Whenever the string "outline" appears in a line below, please copy the line out.

+ + +

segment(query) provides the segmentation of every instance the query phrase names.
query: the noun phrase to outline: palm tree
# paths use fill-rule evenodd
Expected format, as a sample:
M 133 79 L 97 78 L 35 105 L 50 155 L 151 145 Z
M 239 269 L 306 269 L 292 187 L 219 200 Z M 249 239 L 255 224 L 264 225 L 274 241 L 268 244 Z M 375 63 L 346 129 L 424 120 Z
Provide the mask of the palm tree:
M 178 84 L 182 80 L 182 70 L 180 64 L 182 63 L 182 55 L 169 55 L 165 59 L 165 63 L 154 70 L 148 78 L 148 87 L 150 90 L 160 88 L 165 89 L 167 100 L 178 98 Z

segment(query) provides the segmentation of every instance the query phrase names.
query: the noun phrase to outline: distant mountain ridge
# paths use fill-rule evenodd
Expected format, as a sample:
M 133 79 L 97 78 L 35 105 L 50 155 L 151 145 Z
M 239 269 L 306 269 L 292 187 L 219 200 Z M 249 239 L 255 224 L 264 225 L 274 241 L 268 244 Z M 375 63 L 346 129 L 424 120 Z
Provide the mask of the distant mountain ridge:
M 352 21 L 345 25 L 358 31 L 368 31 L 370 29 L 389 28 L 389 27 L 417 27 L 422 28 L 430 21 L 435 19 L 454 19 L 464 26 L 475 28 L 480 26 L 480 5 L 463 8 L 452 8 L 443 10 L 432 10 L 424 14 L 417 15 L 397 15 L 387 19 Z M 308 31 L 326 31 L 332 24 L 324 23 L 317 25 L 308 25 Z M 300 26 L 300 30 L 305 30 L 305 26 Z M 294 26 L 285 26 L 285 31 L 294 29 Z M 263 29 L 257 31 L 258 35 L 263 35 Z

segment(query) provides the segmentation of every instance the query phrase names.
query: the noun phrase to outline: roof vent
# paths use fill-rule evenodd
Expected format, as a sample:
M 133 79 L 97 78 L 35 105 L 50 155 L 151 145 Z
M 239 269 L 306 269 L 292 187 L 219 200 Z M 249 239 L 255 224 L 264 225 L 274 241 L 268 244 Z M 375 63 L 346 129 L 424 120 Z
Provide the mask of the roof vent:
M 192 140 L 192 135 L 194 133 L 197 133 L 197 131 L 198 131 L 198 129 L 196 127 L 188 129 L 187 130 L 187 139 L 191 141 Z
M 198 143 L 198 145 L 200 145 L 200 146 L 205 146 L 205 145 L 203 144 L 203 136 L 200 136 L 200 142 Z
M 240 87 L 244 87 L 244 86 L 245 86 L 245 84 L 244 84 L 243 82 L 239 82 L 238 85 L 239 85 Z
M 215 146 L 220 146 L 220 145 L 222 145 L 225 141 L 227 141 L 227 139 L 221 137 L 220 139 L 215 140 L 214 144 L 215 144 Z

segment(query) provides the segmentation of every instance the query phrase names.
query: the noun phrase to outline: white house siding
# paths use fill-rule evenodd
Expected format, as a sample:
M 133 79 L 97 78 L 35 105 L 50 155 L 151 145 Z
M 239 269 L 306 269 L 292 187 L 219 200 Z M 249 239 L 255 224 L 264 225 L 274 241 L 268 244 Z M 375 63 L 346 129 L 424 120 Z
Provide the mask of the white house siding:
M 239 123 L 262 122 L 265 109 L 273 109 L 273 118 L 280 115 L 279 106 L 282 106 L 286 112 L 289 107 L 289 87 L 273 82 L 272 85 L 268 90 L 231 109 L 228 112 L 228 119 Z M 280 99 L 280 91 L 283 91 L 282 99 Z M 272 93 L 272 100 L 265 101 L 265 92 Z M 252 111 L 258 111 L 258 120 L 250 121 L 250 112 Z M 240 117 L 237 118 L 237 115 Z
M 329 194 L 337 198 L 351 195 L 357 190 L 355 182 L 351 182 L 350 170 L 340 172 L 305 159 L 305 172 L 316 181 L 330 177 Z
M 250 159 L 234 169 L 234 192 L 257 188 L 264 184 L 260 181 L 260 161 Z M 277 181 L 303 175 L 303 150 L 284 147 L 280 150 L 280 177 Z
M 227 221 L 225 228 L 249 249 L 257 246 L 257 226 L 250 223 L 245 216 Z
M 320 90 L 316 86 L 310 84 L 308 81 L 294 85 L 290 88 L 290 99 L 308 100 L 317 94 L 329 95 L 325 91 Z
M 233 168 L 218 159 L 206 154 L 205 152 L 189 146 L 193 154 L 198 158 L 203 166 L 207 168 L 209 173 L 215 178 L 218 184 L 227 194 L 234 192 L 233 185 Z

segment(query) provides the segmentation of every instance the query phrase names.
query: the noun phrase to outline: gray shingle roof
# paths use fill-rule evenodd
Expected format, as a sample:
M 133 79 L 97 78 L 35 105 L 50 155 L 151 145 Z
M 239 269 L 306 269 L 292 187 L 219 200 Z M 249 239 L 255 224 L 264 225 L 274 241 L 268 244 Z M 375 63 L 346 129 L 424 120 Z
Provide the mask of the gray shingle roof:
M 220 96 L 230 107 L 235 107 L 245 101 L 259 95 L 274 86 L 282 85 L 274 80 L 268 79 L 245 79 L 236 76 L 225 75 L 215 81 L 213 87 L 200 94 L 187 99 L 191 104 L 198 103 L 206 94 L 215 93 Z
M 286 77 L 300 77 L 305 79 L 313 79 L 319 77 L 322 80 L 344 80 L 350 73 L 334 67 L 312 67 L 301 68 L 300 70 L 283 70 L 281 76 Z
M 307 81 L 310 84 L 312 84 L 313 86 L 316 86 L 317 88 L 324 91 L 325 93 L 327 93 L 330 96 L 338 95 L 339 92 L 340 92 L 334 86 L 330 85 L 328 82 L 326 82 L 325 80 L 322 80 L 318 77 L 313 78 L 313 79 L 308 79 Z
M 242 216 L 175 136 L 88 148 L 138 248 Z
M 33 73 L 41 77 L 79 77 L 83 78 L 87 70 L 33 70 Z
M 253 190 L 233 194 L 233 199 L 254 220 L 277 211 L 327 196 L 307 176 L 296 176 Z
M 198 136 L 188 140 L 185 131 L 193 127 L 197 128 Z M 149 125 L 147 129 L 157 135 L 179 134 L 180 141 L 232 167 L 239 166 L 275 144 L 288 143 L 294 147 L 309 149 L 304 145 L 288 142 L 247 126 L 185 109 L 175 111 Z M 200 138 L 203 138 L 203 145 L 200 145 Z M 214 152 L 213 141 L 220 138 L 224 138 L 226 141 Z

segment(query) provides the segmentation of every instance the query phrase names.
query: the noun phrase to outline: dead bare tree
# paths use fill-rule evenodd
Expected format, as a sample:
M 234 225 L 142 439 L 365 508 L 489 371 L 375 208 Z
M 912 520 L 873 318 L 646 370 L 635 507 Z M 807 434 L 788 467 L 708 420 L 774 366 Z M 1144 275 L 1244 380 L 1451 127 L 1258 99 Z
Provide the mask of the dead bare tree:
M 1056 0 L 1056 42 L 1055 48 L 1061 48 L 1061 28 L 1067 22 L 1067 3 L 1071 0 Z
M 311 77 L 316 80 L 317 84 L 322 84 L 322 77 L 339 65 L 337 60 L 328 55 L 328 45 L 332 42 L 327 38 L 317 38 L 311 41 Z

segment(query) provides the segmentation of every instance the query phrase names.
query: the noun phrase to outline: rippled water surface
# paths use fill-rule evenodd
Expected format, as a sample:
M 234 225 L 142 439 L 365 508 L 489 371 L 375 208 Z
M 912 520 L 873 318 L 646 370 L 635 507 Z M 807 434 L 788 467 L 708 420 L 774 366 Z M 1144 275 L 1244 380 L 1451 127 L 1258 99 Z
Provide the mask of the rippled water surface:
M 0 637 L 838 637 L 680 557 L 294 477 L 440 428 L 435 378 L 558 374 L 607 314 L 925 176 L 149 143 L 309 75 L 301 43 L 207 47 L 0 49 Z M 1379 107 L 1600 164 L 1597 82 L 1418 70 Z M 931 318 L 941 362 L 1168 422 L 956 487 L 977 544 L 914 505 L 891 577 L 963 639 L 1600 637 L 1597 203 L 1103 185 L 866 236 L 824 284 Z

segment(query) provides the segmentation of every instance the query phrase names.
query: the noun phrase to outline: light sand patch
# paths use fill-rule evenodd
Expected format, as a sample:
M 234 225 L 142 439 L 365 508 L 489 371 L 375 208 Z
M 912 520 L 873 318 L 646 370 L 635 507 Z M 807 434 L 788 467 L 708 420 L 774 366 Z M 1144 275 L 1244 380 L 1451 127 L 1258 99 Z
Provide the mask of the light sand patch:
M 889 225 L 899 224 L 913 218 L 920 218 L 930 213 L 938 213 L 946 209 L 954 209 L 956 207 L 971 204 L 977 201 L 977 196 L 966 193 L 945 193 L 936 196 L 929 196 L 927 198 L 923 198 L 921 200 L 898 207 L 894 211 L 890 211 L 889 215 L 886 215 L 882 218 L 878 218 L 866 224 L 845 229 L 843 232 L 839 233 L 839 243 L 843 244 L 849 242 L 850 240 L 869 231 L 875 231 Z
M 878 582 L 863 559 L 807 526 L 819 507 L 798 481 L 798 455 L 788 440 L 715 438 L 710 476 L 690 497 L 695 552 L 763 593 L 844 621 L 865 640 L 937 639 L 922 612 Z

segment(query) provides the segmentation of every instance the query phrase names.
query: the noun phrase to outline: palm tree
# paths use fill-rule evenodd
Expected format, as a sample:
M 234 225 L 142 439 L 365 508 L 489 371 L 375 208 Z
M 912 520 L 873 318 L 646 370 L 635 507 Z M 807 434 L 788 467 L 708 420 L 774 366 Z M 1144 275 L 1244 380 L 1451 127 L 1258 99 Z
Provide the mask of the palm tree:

+ + +

• Written solution
query: the noun phrase to outline: palm tree
query: the noun phrase to outline: distant mountain ridge
query: the noun phrase to outline: roof vent
query: the noun phrase to outline: white house siding
query: the noun phrase to outline: gray shingle roof
query: the noun phrase to outline: dead bare tree
query: the noun phrase to outline: rippled water surface
query: the noun phrase to outline: light sand patch
query: the noun phrase to outline: palm tree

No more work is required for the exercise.